Lines of data:
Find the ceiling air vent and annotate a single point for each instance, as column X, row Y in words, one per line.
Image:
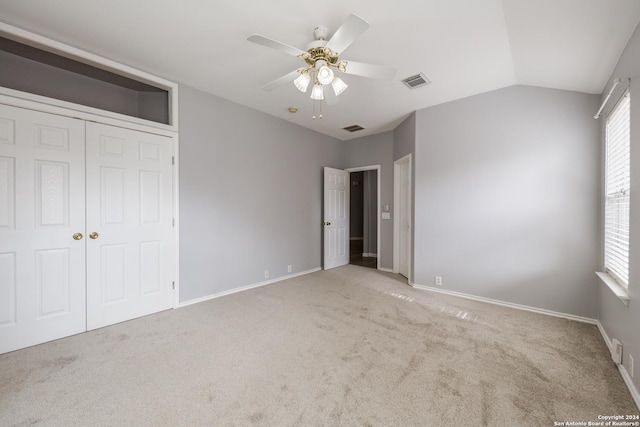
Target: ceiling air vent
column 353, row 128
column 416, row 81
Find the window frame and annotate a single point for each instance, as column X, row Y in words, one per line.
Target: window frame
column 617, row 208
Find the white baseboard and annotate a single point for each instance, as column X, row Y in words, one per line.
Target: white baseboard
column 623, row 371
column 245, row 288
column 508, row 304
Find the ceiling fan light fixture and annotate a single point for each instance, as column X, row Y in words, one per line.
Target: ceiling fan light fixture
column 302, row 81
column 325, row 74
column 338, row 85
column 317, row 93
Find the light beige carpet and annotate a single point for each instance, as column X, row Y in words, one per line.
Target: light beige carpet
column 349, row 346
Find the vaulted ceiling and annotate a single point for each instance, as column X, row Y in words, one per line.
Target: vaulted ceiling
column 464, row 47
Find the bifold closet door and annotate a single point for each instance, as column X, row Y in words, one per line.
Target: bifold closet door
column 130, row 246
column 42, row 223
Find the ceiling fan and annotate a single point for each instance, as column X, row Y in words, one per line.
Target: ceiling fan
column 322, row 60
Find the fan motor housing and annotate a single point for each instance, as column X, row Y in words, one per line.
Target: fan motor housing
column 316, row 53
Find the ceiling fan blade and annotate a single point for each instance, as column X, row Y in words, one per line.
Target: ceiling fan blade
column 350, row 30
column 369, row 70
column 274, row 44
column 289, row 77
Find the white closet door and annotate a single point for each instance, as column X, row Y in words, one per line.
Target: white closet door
--
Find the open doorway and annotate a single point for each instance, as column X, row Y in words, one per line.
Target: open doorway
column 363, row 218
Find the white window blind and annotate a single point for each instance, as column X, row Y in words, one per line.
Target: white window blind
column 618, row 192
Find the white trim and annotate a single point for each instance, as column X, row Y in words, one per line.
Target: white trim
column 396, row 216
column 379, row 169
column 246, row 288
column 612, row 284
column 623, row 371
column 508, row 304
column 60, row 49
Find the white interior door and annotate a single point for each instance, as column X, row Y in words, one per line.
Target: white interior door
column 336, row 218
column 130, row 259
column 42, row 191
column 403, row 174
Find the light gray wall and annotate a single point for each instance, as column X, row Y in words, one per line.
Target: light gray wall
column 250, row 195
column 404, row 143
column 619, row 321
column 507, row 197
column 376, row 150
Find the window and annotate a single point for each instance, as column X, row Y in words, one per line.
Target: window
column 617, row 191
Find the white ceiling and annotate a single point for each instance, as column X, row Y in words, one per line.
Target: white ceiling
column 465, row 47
==
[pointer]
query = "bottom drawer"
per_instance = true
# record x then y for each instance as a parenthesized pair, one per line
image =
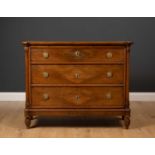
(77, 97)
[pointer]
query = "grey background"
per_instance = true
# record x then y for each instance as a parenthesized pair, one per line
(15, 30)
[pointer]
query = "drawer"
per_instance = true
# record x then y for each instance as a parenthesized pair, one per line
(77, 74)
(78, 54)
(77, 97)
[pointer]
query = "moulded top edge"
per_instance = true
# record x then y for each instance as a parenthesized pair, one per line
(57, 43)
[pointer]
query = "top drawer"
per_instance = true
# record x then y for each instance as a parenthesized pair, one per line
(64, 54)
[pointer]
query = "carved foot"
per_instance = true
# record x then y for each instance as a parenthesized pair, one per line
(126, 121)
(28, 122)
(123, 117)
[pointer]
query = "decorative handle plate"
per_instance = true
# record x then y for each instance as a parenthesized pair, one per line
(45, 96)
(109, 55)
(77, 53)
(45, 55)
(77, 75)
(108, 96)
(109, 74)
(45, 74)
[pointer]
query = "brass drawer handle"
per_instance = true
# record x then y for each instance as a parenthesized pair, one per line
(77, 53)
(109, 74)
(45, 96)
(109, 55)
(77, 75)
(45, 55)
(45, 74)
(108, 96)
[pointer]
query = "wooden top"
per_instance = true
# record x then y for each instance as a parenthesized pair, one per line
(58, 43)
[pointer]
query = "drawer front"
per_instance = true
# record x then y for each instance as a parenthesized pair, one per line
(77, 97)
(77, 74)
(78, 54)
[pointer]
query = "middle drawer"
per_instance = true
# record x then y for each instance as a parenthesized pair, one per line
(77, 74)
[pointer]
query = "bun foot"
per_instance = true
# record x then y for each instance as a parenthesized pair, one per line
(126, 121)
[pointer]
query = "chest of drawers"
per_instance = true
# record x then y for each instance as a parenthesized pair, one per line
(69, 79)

## Task prompt
Copy out again the stretch of the listing from the line containing "Find the ceiling air" through the line containing "column 416, row 81", leaving out the pictures.

## Task response
Find the ceiling air vent and annotate a single point for each instance, as column X, row Y in words, one per line.
Image:
Target: ceiling air vent
column 353, row 128
column 416, row 81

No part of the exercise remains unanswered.